### AIM OF THE EXERCISE
Repeat every line of the data exactly, but not the pictures.

Natural-language object grounding data
[Start of section]

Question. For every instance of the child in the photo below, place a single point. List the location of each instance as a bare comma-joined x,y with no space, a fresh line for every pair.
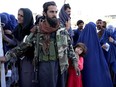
73,79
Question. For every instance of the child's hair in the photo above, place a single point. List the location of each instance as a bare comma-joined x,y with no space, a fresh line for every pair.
83,46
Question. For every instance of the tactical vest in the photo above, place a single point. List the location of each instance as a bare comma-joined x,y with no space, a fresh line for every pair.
51,52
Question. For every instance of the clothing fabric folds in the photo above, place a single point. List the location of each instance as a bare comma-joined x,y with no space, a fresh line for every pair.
95,72
110,55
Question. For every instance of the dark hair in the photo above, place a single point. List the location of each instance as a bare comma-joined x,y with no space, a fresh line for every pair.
83,46
79,22
66,6
47,4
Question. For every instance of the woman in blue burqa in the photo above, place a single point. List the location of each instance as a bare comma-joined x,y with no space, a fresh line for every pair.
110,55
95,72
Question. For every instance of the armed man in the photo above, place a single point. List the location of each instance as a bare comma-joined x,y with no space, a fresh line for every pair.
53,48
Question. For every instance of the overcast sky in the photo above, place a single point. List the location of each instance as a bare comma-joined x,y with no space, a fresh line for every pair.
81,9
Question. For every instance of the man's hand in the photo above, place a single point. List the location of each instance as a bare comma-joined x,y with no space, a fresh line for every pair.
2,59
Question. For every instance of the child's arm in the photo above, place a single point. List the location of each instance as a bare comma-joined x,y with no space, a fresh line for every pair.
80,63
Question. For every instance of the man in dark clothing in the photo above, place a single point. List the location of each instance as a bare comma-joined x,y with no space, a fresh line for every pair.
78,31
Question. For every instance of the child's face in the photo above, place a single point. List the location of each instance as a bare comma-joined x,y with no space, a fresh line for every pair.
78,50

[End of section]

### ANSWER BOX
Question. For every instance of the child in the photo below, place a single point. List the location of each instance as a bare comma-joined x,y with no space, a fresh line for every pair.
73,79
Question. For every instance of the child's hair in the photo above, place a single point. List the location of each instance as a bare comma-joined x,y with no space, a fresh line for every pair.
83,46
Question. For every instance of the tactical vest in the photo above, place a single point. List the location of each instance as a bare comma-joined x,y with no space, a fresh line for every pair.
51,52
Question. For every instance of the clothing fabric folds in the photo above, place a single point. List the location of each instance as a bare comma-joined x,y with no space, a fresh line for every pair.
95,72
110,55
Question. For every instance of the dark hair in the photo above, place a single point. List the location of each instance as a bare comma-joined x,y with no space, a fresh line for every pair.
83,46
79,22
66,6
47,4
Question. For every instance of the woman in blue burqa in the photo above, place a single point. List the location of each instance as a bare comma-joined x,y with no space, a fresh line for every pair.
110,55
95,72
Question. For every instance of the armed man in the photo above, place a single point. List the location of each instance as a bare comma-joined x,y with no space, a fresh line for every pair.
53,48
Question. For every instance of the overcast sky in the photo above, place a single point. List the location of each instance as a bare comma-joined x,y with no space, a fresh line for every pair.
81,9
Question. For every instance of the man's hand in the photo above, place a single point. List the location of each instance as a bare comma-joined x,y with no space, a fresh line for every pair.
2,59
Question. For every instance of the child's arm in the photo above, place a single point. List the location of each instance as a bare comma-joined x,y with no space, a fresh line for every pair.
80,63
Question. For every instance of the man in dark clothing in the photo above, place a single point. List the location of each instance as a bare comma-joined x,y with no space, a fresh line for every pair.
78,31
Question. For every instance of the child's face in the photo above, place a single point. List the location of each instance as a bare comma-joined x,y with no space, a fresh line for every pair.
78,50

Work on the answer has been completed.